WHAT THE TASK REQUIRES
Reproduce each line from the rows below that contains the word "front", copying every such line in full.

>> begin

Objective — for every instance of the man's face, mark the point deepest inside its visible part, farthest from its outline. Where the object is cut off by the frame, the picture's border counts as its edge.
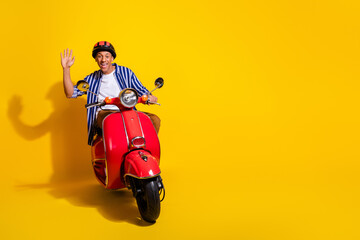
(104, 60)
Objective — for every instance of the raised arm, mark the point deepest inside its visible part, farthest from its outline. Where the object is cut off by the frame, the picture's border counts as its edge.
(67, 60)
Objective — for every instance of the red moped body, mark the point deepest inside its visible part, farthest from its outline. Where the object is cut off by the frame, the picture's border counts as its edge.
(129, 146)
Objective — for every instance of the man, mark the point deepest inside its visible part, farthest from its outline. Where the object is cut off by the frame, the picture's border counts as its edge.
(106, 82)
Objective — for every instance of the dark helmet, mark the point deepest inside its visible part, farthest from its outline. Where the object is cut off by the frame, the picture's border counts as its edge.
(104, 46)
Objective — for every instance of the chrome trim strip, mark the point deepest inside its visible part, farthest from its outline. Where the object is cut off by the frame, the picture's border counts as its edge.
(106, 170)
(127, 137)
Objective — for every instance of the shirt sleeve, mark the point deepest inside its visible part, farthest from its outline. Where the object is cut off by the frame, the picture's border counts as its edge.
(77, 92)
(135, 83)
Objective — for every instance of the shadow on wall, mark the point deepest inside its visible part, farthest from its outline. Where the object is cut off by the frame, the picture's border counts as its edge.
(67, 128)
(73, 177)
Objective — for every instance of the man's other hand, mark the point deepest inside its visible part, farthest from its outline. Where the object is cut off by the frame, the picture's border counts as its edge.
(67, 59)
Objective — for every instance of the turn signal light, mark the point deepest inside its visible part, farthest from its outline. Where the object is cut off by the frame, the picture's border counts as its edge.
(144, 98)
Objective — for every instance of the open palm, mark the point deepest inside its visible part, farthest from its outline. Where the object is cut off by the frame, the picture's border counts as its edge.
(67, 59)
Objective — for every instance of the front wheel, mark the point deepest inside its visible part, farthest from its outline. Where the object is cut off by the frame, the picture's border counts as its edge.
(147, 196)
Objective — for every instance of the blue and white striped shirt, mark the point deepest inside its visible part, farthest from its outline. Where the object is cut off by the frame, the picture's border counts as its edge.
(125, 78)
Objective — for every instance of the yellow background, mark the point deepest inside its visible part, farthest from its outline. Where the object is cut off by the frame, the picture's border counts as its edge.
(260, 118)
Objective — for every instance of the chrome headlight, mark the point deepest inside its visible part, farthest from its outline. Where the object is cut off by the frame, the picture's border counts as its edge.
(128, 97)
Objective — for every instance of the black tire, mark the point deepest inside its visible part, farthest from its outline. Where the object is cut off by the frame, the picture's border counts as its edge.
(148, 199)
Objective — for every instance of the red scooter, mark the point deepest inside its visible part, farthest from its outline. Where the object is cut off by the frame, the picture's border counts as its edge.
(127, 152)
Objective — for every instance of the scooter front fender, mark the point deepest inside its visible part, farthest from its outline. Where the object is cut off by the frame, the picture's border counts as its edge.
(141, 164)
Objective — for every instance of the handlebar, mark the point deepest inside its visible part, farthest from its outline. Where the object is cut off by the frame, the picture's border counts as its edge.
(95, 104)
(116, 101)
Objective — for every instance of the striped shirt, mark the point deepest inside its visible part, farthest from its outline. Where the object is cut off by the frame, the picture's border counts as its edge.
(125, 78)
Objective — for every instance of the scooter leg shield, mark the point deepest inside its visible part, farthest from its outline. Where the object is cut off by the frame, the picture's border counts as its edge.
(141, 164)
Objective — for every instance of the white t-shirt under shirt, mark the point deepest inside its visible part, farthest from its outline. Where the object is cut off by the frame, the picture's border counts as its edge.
(108, 88)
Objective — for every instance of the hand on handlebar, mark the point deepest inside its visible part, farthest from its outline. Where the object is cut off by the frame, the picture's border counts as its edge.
(67, 60)
(152, 98)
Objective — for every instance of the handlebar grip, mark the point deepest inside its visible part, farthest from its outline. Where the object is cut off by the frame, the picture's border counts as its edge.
(95, 104)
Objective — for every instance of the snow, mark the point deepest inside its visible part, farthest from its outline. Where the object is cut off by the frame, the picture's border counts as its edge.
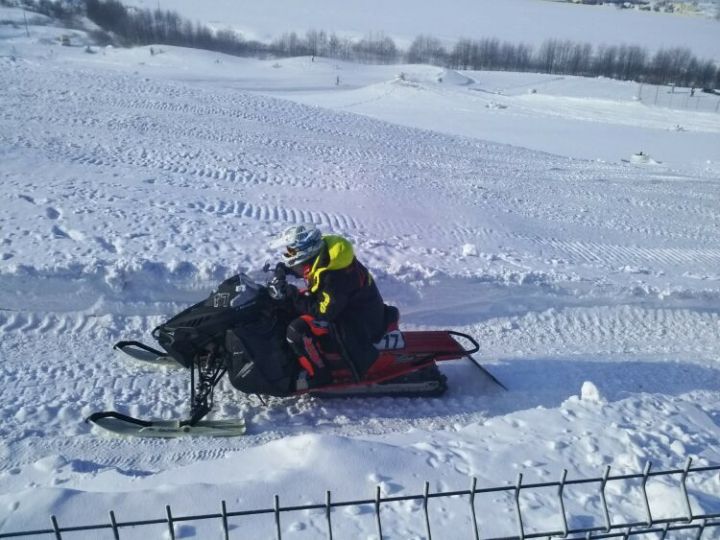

>> end

ANSWER
Objective — for every instance of the front wheel, mark the point deepest inside its visible part, farthest from its outline. Where the object is cut off by the frame, the picture's border counts as its edge.
Objective — for every instance of the scooter front fender, mark the point deepest inside its visible part, farthest from its outline. Where the object is cut off by the frame, the picture's border counts as its edge.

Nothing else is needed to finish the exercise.